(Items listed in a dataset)
==================================================
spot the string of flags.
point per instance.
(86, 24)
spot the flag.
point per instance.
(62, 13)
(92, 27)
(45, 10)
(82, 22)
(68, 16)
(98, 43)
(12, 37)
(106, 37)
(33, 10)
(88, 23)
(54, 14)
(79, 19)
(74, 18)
==================================================
→ Request
Please put every one of the entries above into a numbered list, leaving out blank lines.

→ Answer for the task
1. spot the string of flags.
2. point per instance.
3. (86, 24)
4. spot the flag.
5. point per instance.
6. (62, 13)
7. (92, 27)
8. (45, 10)
9. (82, 22)
10. (68, 16)
11. (98, 43)
12. (12, 37)
13. (106, 37)
14. (33, 10)
15. (88, 23)
16. (54, 14)
17. (79, 19)
18. (74, 18)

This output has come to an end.